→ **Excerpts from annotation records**
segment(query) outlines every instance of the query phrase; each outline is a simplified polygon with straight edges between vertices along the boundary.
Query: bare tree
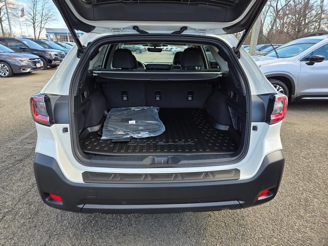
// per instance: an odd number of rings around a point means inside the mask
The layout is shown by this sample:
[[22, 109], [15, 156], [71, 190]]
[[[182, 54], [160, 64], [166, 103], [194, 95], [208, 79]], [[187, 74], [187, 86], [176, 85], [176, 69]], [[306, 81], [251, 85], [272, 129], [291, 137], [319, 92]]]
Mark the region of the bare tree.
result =
[[262, 33], [272, 43], [285, 43], [327, 28], [324, 0], [269, 0], [263, 10]]
[[34, 38], [39, 39], [46, 25], [56, 19], [56, 13], [50, 6], [49, 0], [29, 0], [26, 10], [26, 21], [33, 30]]
[[[18, 14], [17, 4], [14, 0], [7, 0], [7, 4], [8, 7], [8, 12], [10, 17], [14, 16]], [[6, 31], [6, 22], [7, 20], [7, 12], [6, 11], [6, 5], [5, 0], [0, 0], [0, 27], [1, 27], [1, 34], [3, 36], [10, 36], [10, 32]]]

→ **GOAL**
Please rewrite the lines from the start of the records through the line containing "0], [263, 10]]", changing every "bare tree" to "leafless tree" and keeping everything else the same. Leave the pictures out of your answer.

→ **EXERCISE ANSWER**
segment(query) outlines every instance of the query phrase; each outline is a simplified polygon with straight edges between vertices along the boundary.
Query: leafless tree
// per instance: an odd number of rings around a point means inside the mask
The layout is shown by this sample:
[[22, 109], [15, 156], [71, 190]]
[[[182, 54], [160, 64], [166, 103], [194, 95], [208, 79]], [[187, 74], [187, 86], [176, 85], [176, 69]], [[306, 81], [251, 85], [272, 129], [291, 137], [319, 92]]]
Mark the region of the leafless tree.
result =
[[262, 33], [272, 43], [285, 43], [327, 28], [324, 0], [269, 0], [263, 10]]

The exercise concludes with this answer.